[Task requirements]: Type out the lines below exactly, pictures excluded.

[Input for this task]:

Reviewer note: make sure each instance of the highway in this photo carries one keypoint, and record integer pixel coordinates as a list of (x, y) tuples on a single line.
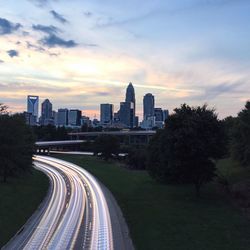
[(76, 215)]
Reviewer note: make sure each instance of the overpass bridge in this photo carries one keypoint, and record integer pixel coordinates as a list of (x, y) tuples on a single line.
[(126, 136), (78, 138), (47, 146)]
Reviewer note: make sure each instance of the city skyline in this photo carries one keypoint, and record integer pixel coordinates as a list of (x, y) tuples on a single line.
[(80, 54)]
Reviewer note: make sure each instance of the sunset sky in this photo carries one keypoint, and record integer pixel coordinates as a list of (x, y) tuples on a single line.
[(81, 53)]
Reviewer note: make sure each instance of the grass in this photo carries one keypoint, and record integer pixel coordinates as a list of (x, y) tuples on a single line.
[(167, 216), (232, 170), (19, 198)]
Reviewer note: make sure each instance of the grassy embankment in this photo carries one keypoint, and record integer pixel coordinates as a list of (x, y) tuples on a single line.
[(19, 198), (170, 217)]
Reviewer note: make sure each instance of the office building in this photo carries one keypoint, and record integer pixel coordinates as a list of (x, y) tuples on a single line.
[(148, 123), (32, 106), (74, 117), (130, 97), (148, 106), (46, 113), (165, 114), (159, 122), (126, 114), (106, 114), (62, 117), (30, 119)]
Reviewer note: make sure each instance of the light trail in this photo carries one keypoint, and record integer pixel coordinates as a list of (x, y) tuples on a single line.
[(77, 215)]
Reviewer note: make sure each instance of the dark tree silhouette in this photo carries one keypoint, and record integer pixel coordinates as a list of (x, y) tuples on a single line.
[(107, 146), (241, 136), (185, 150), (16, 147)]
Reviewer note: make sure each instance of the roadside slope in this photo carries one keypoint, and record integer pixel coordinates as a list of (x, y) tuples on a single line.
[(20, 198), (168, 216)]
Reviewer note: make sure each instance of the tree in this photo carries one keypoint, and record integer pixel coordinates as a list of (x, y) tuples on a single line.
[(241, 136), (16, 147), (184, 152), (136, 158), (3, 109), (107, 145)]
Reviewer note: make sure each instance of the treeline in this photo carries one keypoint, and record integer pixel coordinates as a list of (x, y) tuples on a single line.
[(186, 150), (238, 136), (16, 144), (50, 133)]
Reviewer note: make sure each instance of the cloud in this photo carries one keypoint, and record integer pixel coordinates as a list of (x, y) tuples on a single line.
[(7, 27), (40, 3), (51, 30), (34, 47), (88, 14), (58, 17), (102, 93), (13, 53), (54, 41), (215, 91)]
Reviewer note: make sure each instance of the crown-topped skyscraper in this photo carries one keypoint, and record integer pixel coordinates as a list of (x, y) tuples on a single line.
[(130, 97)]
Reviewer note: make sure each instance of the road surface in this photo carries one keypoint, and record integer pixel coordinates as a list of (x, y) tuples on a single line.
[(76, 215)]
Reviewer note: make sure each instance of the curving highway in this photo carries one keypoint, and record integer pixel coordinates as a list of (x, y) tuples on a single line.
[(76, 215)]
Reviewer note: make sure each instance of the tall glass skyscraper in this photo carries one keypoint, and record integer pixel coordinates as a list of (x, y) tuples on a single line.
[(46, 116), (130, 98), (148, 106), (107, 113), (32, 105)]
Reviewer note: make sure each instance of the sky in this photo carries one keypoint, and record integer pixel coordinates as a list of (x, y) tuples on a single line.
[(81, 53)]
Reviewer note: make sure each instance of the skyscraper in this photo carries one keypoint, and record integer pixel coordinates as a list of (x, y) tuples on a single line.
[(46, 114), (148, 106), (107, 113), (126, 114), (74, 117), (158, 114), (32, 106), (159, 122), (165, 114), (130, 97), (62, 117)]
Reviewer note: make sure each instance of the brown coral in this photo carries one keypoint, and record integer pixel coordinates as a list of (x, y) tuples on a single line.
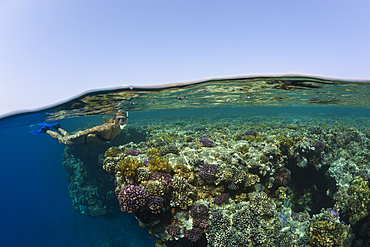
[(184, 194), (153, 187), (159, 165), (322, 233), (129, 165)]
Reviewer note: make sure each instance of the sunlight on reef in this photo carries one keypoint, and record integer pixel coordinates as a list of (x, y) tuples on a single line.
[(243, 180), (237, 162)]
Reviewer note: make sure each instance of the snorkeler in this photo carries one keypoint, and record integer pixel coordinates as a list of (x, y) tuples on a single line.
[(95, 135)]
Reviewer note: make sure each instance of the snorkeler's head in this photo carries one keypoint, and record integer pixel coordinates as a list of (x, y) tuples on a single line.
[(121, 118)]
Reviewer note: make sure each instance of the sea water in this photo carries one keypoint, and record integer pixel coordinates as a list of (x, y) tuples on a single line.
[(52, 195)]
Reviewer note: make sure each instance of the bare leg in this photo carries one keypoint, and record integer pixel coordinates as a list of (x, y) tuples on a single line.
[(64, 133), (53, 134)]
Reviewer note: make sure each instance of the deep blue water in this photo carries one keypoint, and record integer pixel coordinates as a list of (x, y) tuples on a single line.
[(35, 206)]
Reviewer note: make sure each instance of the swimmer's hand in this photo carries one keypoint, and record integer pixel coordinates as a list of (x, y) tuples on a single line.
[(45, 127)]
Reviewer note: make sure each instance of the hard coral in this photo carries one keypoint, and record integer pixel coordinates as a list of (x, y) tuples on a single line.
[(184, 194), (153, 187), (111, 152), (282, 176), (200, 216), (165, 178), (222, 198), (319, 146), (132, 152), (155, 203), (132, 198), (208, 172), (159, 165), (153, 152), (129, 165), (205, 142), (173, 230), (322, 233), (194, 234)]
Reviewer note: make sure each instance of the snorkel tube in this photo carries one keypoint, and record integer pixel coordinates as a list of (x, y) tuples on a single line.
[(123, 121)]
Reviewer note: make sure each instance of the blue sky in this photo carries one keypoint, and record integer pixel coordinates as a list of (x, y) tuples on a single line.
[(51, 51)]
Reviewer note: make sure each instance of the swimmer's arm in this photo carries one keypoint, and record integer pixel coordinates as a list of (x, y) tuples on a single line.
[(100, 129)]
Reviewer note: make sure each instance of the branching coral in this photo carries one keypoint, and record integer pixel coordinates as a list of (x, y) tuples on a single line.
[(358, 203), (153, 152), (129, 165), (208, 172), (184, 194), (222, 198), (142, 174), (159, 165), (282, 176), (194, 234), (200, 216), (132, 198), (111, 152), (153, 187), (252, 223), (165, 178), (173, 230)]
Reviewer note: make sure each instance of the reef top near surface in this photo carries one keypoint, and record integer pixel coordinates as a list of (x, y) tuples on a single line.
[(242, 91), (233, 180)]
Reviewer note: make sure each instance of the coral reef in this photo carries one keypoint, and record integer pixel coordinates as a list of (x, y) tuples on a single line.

[Written solution]:
Reviewer note: make sure each instance of the highway in this photo carries one keypoint, and record integer pixel coordinates as a list of (x, y) tuples on a single line.
[(76, 215)]
Reviewer note: make sure each instance of the overpass bridge in this photo carries one keypoint, and record integer pixel coordinates as a list of (x, y) tuples on a single line.
[(126, 136), (78, 138), (47, 146)]
Reviewer note: make sure each instance of the city skyline in this photo carries one keypoint, and record integer pixel coordinates as a list of (x, y) tuples on a single line.
[(80, 54)]
Reviewer note: make sure each instance of the sunset sky in this photo carries one keypoint, and record integer pixel coordinates as a list of (x, y) tuples on a single line.
[(81, 53)]
Reviewer note: make sure each instance of the grass in this photo carries one keypoint, and record integer pixel coordinates as a list of (x, y) tuples on a single line.
[(167, 216), (232, 170), (19, 198)]
Reviewer note: make sure each instance of the grassy embankment in this photo carries one keypoint, and record integer pixel coordinates as a list of (x, y) tuples on a single line.
[(19, 198), (170, 217)]
Reviewer note: make sure each instance of the office building in this photo carries one keypoint, and record integer pixel coordinates as a list of (x, y) tuples on a single line.
[(148, 123), (32, 106), (74, 117), (130, 97), (148, 106), (46, 113), (165, 114), (159, 122), (126, 114), (106, 114), (62, 117), (30, 119)]
Reviewer note: make sure each instance of the light trail in this photo carries one keypoint, and record integer pixel coordinates as a list of (x, y) tuples on a single line.
[(77, 215)]
Reviewer note: make sure each instance of the dark tree silhouette in this photo carries one keypoint, and record integer pixel coordinates as a list of (x, y) tuples on a single line.
[(107, 146), (241, 136), (185, 150), (16, 147)]
Reviewer note: make sure each instance of the roadside slope in this photo carries one keypoint, and record integer pixel coordinates as a list of (x, y) tuples on a single line.
[(20, 198), (168, 216)]
Reviewer note: make sure each instance of the tree in this photo carries one keypoint, and record integer pixel coordinates as a list of (x, y) tuples on a single line.
[(241, 136), (16, 147), (184, 152), (136, 158), (3, 109), (107, 145)]
Reviewer note: make sure each instance of the treeline in this photo carries one keypoint, and record integer pixel coordinates as a list of (x, y) tuples on a single line.
[(186, 150), (238, 136), (16, 144), (50, 133)]
Reviewer note: make sure each instance of the cloud in this photo carries one keypoint, and record integer pixel coordinates as a list of (x, y) tuples on a single line.
[(7, 27), (40, 3), (51, 30), (34, 47), (88, 14), (58, 17), (102, 93), (13, 53), (54, 41), (215, 91)]
Reviewer note: make sure each instance of the crown-topped skyscraper in this photo carries one keypoint, and record integer pixel coordinates as a list of (x, y) tuples on a single line.
[(130, 97)]
Reviewer note: make sure each instance of the road surface in this photo carries one keypoint, and record integer pixel coordinates as a list of (x, y) tuples on a single line.
[(76, 215)]
Reviewer note: make sure each instance of the curving highway in this photo carries one keypoint, and record integer pixel coordinates as a list of (x, y) tuples on a single line.
[(76, 215)]
Reviewer note: make sure each instance of the tall glass skyscraper in this photo carries one keypoint, and record integer pixel coordinates as a list of (x, y) tuples on a single line.
[(46, 116), (130, 98), (148, 106), (107, 113), (32, 105)]
Reviewer note: make sure each instance of the sky in this photo carries one keypoint, and record integer pixel coordinates as a list of (x, y) tuples on a single line.
[(81, 53)]
Reviewer note: make sure each instance of the skyscraper in this photo carries one keypoint, and record integer pixel coordinates as a list of (x, y) tuples on a single line.
[(46, 114), (148, 106), (107, 113), (126, 114), (74, 117), (158, 114), (32, 106), (159, 122), (165, 114), (130, 97), (62, 117)]
Reviewer note: make sure each instance of the brown coral in this photo carries one keypoint, and record integer pixel coordinates as a list of (x, y) tuples on a single line.
[(184, 194), (153, 187), (159, 165), (322, 233), (129, 165)]
Reviewer note: make sure each instance of the sunlight on reef in this photo carries one keypoint, and record integer pixel coordinates as a list of (x, y) tuples on a single line.
[(243, 180), (237, 162)]
Reviewer note: make sure each instance of the snorkeler in this photo carries one keypoint, and record integer pixel coordinates as a list of (x, y) tuples on a single line.
[(95, 135)]
Reviewer note: make sure each instance of the snorkeler's head in this photo carries one keypoint, and record integer pixel coordinates as a list of (x, y) tuples on a single line.
[(121, 118)]
Reviewer note: make sure each instance of the sea water in this photo carries one keypoint, and record integer pixel coordinates as a list of (x, y) tuples on a single line.
[(52, 195)]
Reviewer note: make sure each instance of the bare leg in this photo carries one keypoint, and record integer pixel coordinates as a list of (x, y) tuples on a single line.
[(64, 133), (53, 134)]
Reviewer note: make sure each instance of the deep blue water in this photo carries one keypoint, and record integer pixel coordinates as a list of (x, y) tuples on a single line.
[(35, 206)]
Reviewer note: make sure each instance of the swimmer's hand in this photo carries one keypoint, and record integer pixel coordinates as a list of (x, y) tuples on a single line.
[(45, 127)]
Reviewer note: make sure each instance of the hard coral in this photo carries one keypoint, and record integer pixel coordinates as a list of (x, y) tuples on a single line.
[(184, 194), (153, 187), (111, 152), (282, 176), (200, 216), (165, 178), (222, 198), (319, 146), (132, 152), (155, 203), (132, 198), (208, 172), (159, 165), (153, 152), (129, 165), (205, 142), (173, 230), (322, 233), (194, 234)]
Reviewer note: make sure each instance of the snorkel tube in this photo carries one keypoint, and record integer pixel coordinates as a list of (x, y) tuples on a single line.
[(123, 121)]
Reviewer note: make sure each instance of the blue sky in this photo carries one keypoint, and record integer pixel coordinates as a list of (x, y) tuples on a single line.
[(51, 51)]
Reviewer note: make sure each instance of the swimmer's arm in this photo carries one keypoint, and record integer pixel coordinates as a list of (x, y) tuples on a single line.
[(100, 129)]
Reviewer note: make sure each instance of the branching coral in this photo carries one keypoint, and record integer pixel coordinates as a list of (x, y) tuples on a single line.
[(358, 203), (153, 152), (129, 165), (208, 172), (184, 194), (222, 198), (142, 174), (159, 165), (282, 176), (194, 234), (200, 216), (132, 198), (111, 152), (153, 187), (252, 223), (165, 178), (173, 230)]
Reviewer note: make sure each instance of the reef top near surface in this photo carries one keypoint, and record integer pixel coordinates as a list of (x, y) tuples on a single line.
[(242, 91), (233, 180)]
Reviewer note: make sure each instance of the coral reef in this photo carries one keypoint, and record integer pixel coordinates as a list of (x, y) tuples on a single line.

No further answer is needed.